[Saved data entries]
.....
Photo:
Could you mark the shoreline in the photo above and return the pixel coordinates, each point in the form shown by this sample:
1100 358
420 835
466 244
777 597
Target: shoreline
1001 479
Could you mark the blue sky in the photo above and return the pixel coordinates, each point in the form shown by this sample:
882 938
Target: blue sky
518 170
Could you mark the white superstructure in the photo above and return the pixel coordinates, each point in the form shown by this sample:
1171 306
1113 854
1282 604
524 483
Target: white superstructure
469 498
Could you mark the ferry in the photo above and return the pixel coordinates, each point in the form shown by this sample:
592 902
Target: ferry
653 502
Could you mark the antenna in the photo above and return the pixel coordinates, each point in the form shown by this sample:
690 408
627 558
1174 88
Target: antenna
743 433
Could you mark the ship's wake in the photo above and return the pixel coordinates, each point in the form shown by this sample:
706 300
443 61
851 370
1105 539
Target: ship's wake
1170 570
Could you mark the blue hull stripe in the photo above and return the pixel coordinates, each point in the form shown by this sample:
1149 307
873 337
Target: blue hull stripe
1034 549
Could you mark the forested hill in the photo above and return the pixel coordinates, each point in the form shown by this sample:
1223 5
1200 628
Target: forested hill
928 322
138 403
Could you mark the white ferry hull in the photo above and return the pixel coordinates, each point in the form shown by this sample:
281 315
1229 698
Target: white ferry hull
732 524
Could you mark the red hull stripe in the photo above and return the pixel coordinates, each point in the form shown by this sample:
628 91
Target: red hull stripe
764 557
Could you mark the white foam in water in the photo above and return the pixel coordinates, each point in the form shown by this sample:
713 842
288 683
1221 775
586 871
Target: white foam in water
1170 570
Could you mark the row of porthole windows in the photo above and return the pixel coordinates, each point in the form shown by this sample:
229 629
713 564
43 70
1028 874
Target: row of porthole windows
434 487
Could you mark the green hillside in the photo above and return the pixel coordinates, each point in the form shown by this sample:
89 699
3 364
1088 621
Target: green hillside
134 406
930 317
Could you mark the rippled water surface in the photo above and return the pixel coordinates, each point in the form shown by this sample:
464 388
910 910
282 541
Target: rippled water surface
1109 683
.....
> WHAT NEEDS TO BE DONE: Edit the entries from the line containing "Could you mark the blue hull" through the end of the entries by replacing every "hull stripe" with "hull band". Give those lines again with everything else unchanged.

> SOLUTION TO THIS PROBLEM:
Could you mark the blue hull band in the photo above and return the pixel coordinates, each point in the form shown by this sample:
1149 307
873 337
Target: blue hull band
1034 549
Could you mark the forested hill in the photo above and return the pixel coordinates, each point in the form shown by this sample:
1223 5
1200 628
Target: forested hill
928 322
138 403
Could you mark the white ferry hull in the photo above and return the pixel coordinates, each point in the form shown by this sample:
281 315
1229 698
Target: white ferry hull
732 524
Could you mark the red hull band in the photo above and return the pixel coordinates, each point in the form shown by this sample:
628 91
Target: red hull band
764 557
Could you mark the white foam in water in the photo above and return the pixel coordinates, each point in the form shown by this sample:
713 842
288 683
1221 775
586 871
Target: white foam in water
1170 570
Could you mark the row of porthole windows in the photo above and return the pixel coordinates, each point in the form shown by this sample:
229 629
713 564
43 70
1028 874
Target: row of porthole windows
434 487
Could you mark the green hillside in the photo above and return the pixel coordinates, each point in the form shown by this sample:
89 699
3 364
1088 621
Target: green hillside
134 406
930 317
Could you mark the rippled water surface in the photo above and return the pixel coordinates, each point in the form shown by this sample:
464 388
910 910
282 541
Target: rippled water surface
1109 683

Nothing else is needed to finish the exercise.